_Dataset extract_

○ ○ ○ ○ ○

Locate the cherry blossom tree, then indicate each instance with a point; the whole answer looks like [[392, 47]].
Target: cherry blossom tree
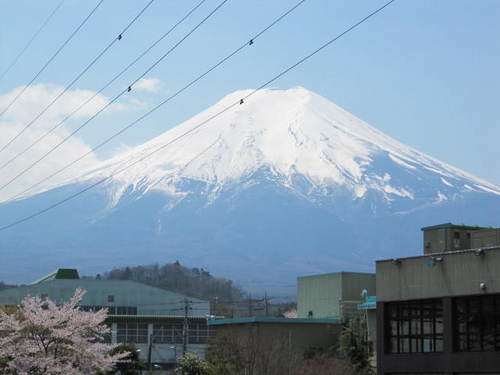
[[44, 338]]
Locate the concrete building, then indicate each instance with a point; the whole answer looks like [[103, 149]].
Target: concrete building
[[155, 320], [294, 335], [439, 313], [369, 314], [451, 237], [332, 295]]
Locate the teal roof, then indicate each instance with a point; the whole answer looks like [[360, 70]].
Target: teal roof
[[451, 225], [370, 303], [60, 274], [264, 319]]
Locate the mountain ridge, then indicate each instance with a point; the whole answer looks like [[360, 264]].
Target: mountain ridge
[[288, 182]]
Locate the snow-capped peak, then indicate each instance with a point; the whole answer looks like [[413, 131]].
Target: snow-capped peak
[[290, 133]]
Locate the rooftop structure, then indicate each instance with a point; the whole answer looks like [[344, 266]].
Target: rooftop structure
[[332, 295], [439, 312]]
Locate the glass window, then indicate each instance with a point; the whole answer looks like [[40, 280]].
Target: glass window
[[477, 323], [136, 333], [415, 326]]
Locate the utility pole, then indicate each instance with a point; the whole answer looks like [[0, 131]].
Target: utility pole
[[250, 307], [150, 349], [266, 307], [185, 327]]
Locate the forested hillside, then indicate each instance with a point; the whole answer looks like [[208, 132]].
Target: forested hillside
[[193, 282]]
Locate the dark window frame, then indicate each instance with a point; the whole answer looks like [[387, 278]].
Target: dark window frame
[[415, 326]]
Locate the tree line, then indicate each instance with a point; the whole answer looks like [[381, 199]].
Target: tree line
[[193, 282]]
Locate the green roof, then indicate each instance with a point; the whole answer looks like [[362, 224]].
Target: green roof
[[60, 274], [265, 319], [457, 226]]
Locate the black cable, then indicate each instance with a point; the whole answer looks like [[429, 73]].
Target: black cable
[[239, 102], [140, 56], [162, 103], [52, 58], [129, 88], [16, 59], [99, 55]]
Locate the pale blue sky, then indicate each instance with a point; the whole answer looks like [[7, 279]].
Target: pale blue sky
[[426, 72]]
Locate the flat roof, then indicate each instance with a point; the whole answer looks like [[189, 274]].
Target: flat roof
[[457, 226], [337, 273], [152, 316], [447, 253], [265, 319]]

○ ○ ○ ○ ○

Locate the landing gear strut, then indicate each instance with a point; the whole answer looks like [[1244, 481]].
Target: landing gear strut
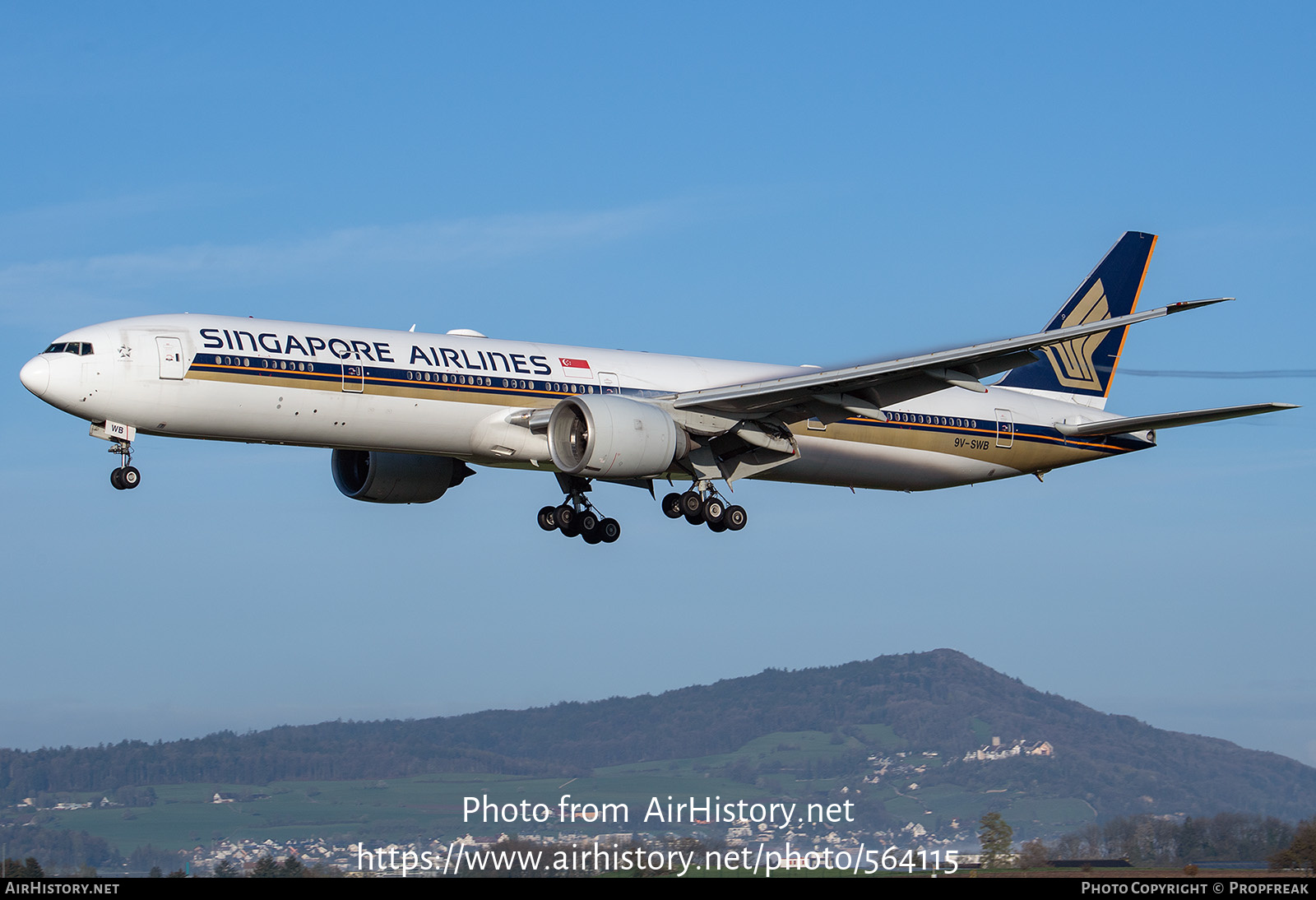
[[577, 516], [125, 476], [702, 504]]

○ ○ ○ ○ ○

_What the task requires_
Express the lines between the one containing "Locate the cherry" and the one containing "[[44, 338]]", inclusive, as a JSON array of strings with one string per line, skipping blank lines. Omit the picture from the output.

_The result_
[
  "Locate the cherry blossom tree, then indicate each instance with a point; the whole answer looks like [[392, 47]].",
  "Target: cherry blossom tree",
  "[[44, 338]]"
]